**Passage shown**
------------------------------------------------
Well, actually you can't just buy Terramycin any more. You'll need a veterinarian's prescription, after he has examined the hive.
What you can buy is a field test made by VITA specifically for EFB. The tests cost $13-14 each and most bee suppliers sell them these days. If you need to order them by mail, I'd buy two in case you screw up the first one, in order to avoid having to wait for a reshipment. They each are intended for a single use. They are quite accurate.
Meanwhile I would put in place very strict isolation protocols: no using the same tools or gloves in different hives. Do not move any bees, queens, brood, frames or equipment from one hive to another, even among the apparently healthy ones. Stop making splits. Don't sell any colonies or queens or move them to a new yard until after they have been treated. Add robber screens to make sure your weakest colonies are not being robbed. Prevent swarming by any means possible. Call for a state inspection if you have those in your state.
If your test is positive take your honey off early and treat every colony in the yard.
Does this sound like a royal PITA? Well, it is that, for sure!
I can't tell enough just looking at pictures, but what I see tells me you need to get to the bottom of it ASAP, so order the tests and get some answers. It may "cure itself" on a good flow. But that will not remove the bacteria from your frames, combs and woodenware, you will likely have re-occurrences, even if you treat. The treatment is not a failure if this happens, it just means you have moved on to the equipment phase of the problem.
The "best" tactics that I know of are double shook swarms (two different sets of clean equipment per colony) combined with well-timed treatment. Even with this level of effort, expect your bees to take some time to recover even after the overt symptoms disappear.
The cardinal sign of EFB that I look for is evidence is steady egg production that doesn't result in four times as much capped brood preceded by fat, white glistening late-stage larvae stuffed in their cells. EFB is a disease that infects and kills larvae mostly before it is capped. Tragically it is the hygenic behavior of honeybees that promotes the disease. The nurse bees clean out the dead and dying larvae and in the process become contaminated with the bacteria in the dead brood's cells. This does not make the nurse bees sick, but it causes them to produce infectious brood food for the next larvae that hatch out. And so on, until there are no bees left.
You could do a sugar roll, but expect it to be low because the disease also interrupts the varroa reproduction cycle by interrupting the honey bee brood cycle.
EFB sucks, big time. I really hope your tests are negative. There seems to be a lot of it going around these days.
------------------------------------------------
**Record extracts**
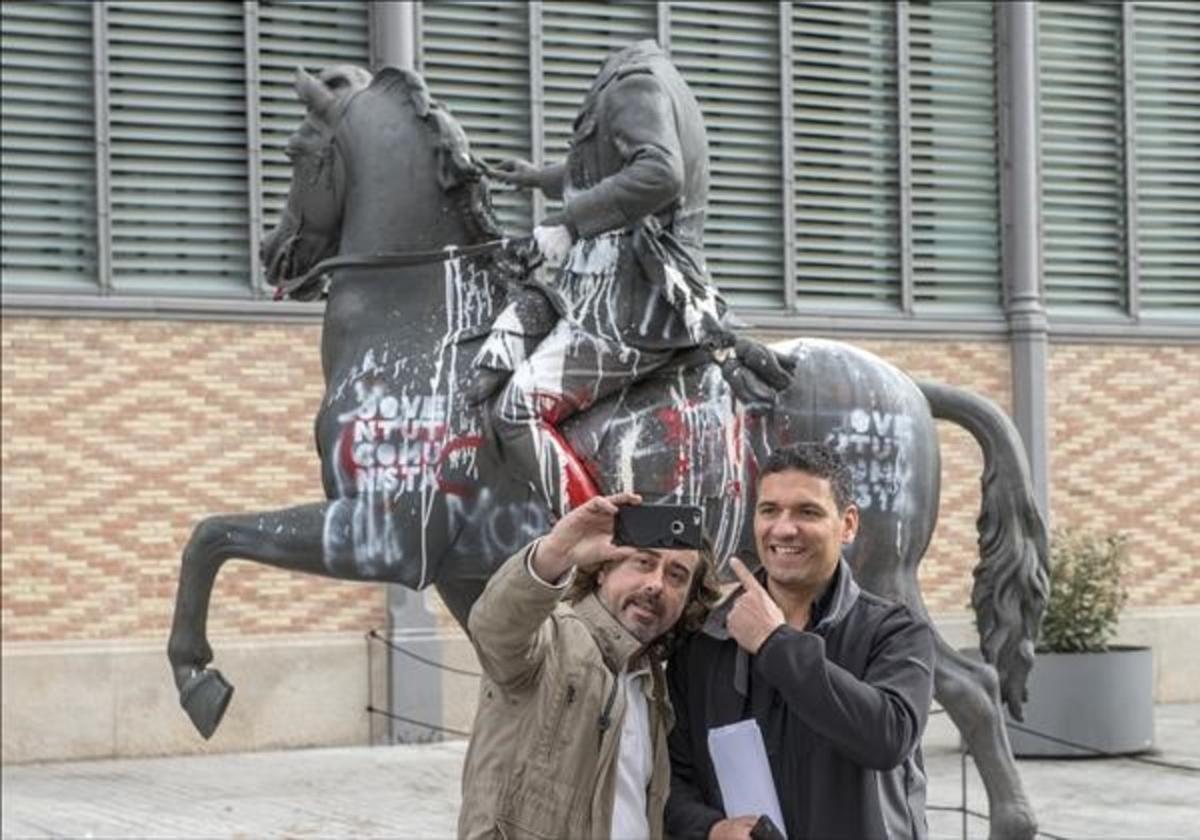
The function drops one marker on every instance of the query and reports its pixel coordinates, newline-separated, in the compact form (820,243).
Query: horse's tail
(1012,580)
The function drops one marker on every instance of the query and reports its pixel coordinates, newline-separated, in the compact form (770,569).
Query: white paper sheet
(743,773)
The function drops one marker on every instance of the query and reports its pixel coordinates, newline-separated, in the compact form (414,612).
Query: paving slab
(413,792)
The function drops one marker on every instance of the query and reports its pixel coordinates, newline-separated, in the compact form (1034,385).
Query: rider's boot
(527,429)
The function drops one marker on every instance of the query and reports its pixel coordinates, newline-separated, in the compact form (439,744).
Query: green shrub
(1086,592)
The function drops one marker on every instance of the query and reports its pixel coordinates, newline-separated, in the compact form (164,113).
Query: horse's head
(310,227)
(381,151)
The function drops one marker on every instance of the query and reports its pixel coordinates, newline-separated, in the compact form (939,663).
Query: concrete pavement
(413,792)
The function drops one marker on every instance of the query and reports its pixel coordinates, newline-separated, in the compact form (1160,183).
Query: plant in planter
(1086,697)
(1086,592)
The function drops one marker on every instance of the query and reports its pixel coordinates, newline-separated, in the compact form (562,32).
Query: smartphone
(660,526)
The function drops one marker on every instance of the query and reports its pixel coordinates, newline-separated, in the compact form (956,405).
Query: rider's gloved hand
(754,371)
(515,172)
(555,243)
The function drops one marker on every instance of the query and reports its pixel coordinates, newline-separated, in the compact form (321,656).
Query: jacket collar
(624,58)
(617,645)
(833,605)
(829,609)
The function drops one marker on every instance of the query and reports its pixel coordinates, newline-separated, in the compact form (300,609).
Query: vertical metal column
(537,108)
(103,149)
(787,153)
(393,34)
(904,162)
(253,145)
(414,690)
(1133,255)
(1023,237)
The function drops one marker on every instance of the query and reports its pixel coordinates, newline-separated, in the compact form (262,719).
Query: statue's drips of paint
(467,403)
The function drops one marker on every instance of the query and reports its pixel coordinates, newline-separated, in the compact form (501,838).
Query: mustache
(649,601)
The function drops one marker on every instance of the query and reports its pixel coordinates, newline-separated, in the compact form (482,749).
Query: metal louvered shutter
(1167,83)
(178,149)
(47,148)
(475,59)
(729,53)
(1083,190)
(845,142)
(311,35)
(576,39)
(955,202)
------------------------------------------------
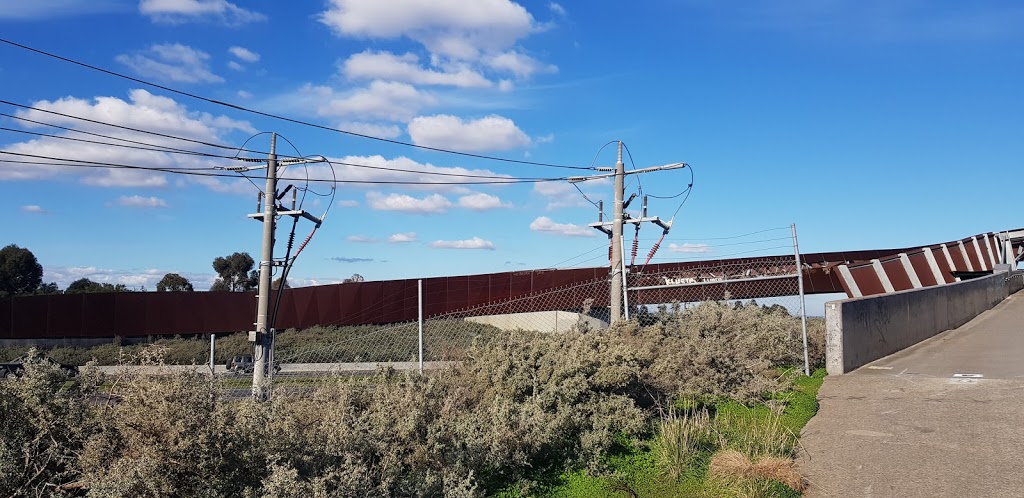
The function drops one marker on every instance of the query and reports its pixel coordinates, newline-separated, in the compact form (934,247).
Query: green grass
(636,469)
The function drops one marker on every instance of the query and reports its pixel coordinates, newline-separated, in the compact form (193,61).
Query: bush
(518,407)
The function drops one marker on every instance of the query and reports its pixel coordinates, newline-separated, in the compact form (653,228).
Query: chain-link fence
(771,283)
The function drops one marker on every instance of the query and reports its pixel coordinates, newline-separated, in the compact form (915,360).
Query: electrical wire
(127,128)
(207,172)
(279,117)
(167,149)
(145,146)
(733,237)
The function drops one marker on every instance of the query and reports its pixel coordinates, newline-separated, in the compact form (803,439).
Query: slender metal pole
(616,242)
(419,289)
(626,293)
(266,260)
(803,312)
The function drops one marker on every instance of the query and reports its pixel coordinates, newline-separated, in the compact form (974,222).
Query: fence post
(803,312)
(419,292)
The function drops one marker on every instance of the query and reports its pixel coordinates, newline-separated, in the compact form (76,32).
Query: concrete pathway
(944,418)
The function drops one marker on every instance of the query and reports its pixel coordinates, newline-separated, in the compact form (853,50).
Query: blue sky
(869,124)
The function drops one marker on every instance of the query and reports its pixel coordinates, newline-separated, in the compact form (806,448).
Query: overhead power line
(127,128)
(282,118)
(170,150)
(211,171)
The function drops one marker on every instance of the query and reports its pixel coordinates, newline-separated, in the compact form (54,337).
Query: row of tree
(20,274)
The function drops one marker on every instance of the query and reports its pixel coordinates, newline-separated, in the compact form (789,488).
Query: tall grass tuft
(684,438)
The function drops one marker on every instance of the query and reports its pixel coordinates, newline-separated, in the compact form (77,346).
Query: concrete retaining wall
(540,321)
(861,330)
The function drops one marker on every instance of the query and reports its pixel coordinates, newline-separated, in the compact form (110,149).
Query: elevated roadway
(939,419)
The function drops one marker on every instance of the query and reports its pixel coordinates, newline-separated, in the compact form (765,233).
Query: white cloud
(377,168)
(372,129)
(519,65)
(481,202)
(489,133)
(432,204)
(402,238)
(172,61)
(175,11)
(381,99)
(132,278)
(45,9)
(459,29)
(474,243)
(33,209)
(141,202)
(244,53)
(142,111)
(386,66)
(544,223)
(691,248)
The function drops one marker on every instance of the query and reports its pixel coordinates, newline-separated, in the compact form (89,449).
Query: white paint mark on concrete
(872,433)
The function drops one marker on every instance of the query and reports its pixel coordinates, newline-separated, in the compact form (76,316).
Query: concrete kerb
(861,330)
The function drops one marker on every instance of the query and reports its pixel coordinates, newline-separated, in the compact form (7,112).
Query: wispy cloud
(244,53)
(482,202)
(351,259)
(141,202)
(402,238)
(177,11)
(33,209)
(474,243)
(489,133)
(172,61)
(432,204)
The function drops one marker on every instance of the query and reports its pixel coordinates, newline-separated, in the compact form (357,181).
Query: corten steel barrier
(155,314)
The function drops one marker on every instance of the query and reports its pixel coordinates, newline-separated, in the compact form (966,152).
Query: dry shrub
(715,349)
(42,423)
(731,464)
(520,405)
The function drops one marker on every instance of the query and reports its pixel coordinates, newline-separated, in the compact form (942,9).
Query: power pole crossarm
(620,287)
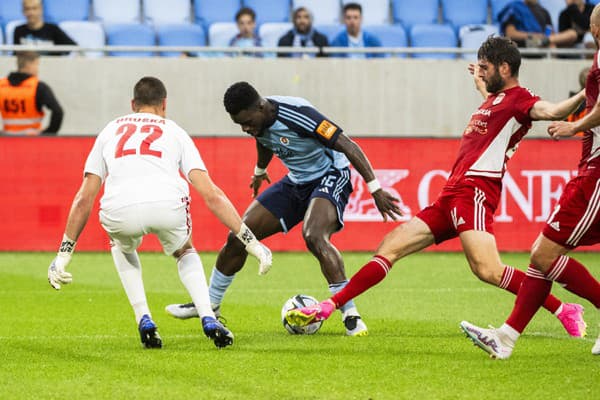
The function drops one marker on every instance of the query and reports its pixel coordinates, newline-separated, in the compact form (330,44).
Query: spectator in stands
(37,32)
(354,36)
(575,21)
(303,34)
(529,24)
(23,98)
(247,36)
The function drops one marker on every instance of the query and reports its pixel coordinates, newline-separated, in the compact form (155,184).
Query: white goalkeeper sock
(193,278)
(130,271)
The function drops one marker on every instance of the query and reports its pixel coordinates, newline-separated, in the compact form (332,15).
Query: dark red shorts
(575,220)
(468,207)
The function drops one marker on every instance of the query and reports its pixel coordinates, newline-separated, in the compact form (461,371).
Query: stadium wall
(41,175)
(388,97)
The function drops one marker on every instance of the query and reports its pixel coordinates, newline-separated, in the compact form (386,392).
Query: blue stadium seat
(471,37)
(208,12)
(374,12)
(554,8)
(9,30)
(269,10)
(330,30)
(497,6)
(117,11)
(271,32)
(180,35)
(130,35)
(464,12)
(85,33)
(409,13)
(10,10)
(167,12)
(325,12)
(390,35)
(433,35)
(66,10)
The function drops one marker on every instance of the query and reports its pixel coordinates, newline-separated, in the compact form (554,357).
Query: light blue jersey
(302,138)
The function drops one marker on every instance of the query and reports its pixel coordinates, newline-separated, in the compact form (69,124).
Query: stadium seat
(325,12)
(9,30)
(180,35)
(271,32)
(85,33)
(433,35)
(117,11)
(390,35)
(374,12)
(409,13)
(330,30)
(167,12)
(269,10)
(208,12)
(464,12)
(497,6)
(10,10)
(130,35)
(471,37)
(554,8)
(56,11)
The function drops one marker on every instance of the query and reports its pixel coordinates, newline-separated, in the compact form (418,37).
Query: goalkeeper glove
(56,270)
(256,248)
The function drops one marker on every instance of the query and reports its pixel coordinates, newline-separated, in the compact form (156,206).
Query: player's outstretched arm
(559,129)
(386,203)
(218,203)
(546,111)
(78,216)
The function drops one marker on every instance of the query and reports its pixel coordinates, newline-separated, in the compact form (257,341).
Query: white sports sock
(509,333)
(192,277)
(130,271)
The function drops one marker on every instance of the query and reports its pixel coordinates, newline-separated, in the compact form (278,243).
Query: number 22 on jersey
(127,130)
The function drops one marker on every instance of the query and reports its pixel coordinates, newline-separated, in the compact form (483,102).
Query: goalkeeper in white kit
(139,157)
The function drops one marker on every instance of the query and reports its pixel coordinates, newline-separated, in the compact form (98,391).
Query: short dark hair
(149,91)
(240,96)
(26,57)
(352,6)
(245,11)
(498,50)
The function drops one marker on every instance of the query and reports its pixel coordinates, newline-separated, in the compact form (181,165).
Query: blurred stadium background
------------------------------------------------
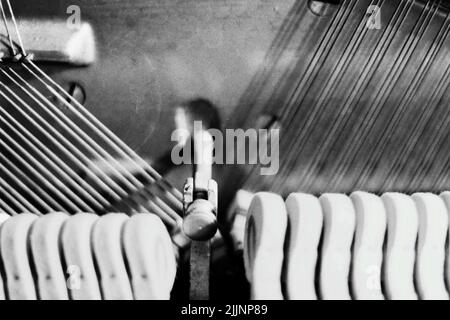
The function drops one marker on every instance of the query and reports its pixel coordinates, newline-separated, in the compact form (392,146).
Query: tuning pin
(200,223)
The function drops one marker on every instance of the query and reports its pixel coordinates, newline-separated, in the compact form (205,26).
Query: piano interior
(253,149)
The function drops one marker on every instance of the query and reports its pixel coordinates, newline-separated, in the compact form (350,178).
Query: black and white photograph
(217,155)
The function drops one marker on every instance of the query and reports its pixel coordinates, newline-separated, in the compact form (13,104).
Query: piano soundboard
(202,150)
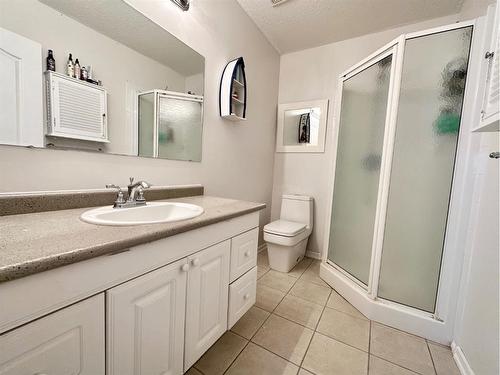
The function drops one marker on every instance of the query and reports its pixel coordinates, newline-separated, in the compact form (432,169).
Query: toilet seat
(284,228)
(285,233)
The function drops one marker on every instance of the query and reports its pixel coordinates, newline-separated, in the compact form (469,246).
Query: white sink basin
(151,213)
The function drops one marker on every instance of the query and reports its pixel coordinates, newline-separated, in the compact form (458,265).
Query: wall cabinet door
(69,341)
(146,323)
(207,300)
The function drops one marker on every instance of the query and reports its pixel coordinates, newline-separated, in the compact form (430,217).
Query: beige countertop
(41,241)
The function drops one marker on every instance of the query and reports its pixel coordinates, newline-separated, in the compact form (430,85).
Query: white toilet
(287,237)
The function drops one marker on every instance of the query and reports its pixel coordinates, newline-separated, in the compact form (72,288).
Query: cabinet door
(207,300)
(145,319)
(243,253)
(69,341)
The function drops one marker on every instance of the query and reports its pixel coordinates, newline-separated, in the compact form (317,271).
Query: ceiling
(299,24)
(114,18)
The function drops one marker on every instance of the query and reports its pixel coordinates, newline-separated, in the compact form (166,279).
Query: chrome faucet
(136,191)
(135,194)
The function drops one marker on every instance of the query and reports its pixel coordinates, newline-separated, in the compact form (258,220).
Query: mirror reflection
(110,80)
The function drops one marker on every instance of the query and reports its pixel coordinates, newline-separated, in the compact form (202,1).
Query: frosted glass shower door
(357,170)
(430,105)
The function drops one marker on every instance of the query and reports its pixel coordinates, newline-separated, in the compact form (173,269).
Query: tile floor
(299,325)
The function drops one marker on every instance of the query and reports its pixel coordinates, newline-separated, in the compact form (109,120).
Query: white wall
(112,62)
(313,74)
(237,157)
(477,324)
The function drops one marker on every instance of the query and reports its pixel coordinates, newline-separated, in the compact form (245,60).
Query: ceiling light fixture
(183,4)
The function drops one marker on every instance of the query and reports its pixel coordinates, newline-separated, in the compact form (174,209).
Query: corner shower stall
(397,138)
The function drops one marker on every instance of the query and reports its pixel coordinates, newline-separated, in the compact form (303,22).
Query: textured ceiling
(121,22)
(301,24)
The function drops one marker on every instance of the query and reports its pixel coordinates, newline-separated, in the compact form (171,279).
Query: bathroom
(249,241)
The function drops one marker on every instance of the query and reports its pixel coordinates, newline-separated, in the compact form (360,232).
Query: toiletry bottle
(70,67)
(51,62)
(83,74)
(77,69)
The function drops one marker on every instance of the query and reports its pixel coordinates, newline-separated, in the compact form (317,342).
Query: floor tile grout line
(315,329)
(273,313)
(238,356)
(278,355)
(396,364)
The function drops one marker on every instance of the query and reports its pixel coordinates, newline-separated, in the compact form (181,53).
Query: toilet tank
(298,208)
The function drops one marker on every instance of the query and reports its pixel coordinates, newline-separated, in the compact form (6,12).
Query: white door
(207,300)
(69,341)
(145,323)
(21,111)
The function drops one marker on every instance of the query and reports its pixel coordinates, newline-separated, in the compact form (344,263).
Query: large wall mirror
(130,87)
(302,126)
------------------------------------------------
**What the exercise asks**
Answer from the beekeeping advice about EFB:
(a) What does a VITA field test for EFB cost?
(b) Which tactics does the writer call the "best" ones?
(c) Why should a sugar roll result be expected to be low?

**Exercise response**
(a) $13-14 each.
(b) Double shook swarms (two different sets of clean equipment per colony) combined with well-timed treatment.
(c) The disease interrupts the varroa reproduction cycle by interrupting the honey bee brood cycle.